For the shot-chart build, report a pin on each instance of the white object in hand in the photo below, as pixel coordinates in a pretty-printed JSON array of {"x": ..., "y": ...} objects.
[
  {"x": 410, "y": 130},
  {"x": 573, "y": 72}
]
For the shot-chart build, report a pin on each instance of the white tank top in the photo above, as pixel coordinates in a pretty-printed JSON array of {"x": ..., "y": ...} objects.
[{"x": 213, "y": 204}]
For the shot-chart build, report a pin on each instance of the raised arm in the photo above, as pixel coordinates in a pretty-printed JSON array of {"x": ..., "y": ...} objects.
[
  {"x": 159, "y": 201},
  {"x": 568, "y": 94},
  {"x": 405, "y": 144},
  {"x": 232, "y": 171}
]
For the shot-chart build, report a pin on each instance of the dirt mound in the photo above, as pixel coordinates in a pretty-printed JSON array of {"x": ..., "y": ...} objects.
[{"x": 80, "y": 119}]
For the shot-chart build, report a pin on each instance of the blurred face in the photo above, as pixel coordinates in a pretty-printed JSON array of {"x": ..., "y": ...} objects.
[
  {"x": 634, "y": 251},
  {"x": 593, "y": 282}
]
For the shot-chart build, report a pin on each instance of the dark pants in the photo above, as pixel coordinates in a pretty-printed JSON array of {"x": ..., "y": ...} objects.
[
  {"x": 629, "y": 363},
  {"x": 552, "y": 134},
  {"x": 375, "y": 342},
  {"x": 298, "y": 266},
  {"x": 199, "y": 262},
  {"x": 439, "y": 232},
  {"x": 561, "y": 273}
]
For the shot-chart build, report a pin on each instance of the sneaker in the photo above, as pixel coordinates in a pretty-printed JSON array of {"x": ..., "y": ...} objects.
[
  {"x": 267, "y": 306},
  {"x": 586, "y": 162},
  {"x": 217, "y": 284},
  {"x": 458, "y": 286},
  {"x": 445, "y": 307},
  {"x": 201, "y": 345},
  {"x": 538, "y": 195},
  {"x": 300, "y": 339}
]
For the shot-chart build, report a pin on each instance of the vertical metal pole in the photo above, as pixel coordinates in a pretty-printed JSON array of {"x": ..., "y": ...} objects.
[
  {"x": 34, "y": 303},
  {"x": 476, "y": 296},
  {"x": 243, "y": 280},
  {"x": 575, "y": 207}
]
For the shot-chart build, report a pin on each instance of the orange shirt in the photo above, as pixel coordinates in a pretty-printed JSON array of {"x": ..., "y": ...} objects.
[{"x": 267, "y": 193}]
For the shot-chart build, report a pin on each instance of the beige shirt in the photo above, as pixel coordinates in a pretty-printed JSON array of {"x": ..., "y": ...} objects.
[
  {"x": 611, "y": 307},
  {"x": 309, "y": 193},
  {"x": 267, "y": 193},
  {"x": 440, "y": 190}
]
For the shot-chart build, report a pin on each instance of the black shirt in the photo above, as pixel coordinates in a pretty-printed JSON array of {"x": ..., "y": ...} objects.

**TO BE DONE**
All of the records must be retyped exactly as they are.

**RESULT OF THE TASK**
For the shot-chart build, report a pin on each instance of the white object in hand in the photo below, as pixel coordinates in a pretty-printed JSON array of {"x": ..., "y": ...} objects.
[
  {"x": 410, "y": 130},
  {"x": 573, "y": 72}
]
For the shot-chart build, report a pin on each instance of the white tank top in the photo above, as pixel coordinates in a pretty-printed JSON array of {"x": ..., "y": ...} objects.
[{"x": 213, "y": 204}]
For the shot-chart build, report a pin on each instance of the raised arm in the photo above, as pixel coordinates in a pretty-printed JSON array of {"x": ..., "y": ...} objects.
[
  {"x": 159, "y": 201},
  {"x": 568, "y": 94},
  {"x": 405, "y": 144},
  {"x": 232, "y": 171}
]
For the shot-chart build, report a pin on each instance of the dirt mound in the photo above, as pixel coordinates in a pretty-printed JSON array of {"x": ..., "y": ...} objects.
[{"x": 80, "y": 119}]
For the shot-chart build, report a pin on each instance of the blurred face in the photo above, as pixel coordinates in a pretty-printed JSON array of {"x": ..., "y": ...} objects.
[
  {"x": 634, "y": 251},
  {"x": 593, "y": 282}
]
For the shot-chart build, report a pin on each instance of the dark pants in the photo above, as pixel coordinates in a pretty-printed JSON array of {"x": ..., "y": ...} objects.
[
  {"x": 629, "y": 363},
  {"x": 552, "y": 134},
  {"x": 375, "y": 342},
  {"x": 298, "y": 266},
  {"x": 199, "y": 262},
  {"x": 439, "y": 232},
  {"x": 561, "y": 273}
]
For the shot-chart build, report a pin on each instance of the sneaker in the photo above, as pixel coordinates in a pretty-printed JSON array of {"x": ..., "y": ...} objects.
[
  {"x": 267, "y": 306},
  {"x": 586, "y": 162},
  {"x": 217, "y": 284},
  {"x": 458, "y": 286},
  {"x": 445, "y": 307},
  {"x": 201, "y": 345},
  {"x": 538, "y": 195},
  {"x": 300, "y": 339}
]
For the shot-chart build, report a pin on each instance of the vertical metal pole in the photo above, as pixel coordinates in a pretty-printed JSON array of {"x": ..., "y": ...} objects.
[
  {"x": 34, "y": 303},
  {"x": 476, "y": 296},
  {"x": 243, "y": 280},
  {"x": 575, "y": 207}
]
For the shot-chart build, report a pin on each instance of the orange shirt in the photo above, as pixel coordinates in a pretty-printed JSON array of {"x": ..., "y": ...} objects.
[{"x": 267, "y": 193}]
For the shot-chart build, report a pin on each instance of the beige shirt in the photo above, as pixel coordinates in a pretty-printed JSON array of {"x": ..., "y": ...} objects.
[
  {"x": 611, "y": 307},
  {"x": 309, "y": 193},
  {"x": 267, "y": 193},
  {"x": 440, "y": 190}
]
For the shot-chart build, report a pin on each instance of the black shirt in the photo above, as pixel coordinates in a pretty-printed JSON array of {"x": ..., "y": ...} objects.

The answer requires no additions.